> ASSIGNMENT
All records that follow are to be output exactly.

Referring expression grounding data
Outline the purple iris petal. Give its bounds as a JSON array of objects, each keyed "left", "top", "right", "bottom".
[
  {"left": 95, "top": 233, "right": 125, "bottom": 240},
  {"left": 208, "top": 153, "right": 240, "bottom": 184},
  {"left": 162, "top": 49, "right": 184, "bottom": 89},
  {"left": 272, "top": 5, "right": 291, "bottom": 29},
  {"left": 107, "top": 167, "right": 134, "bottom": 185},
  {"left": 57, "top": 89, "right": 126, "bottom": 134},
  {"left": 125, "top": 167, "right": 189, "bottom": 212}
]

> SOLUTION TO THE PROBLEM
Outline the purple iris petal. Give its bounds as a JSON array of objects, each keyed "left", "top", "right", "bottom".
[
  {"left": 95, "top": 233, "right": 125, "bottom": 240},
  {"left": 208, "top": 153, "right": 240, "bottom": 184},
  {"left": 162, "top": 49, "right": 184, "bottom": 89},
  {"left": 272, "top": 5, "right": 291, "bottom": 29},
  {"left": 107, "top": 167, "right": 134, "bottom": 185},
  {"left": 57, "top": 89, "right": 126, "bottom": 134},
  {"left": 125, "top": 167, "right": 189, "bottom": 212}
]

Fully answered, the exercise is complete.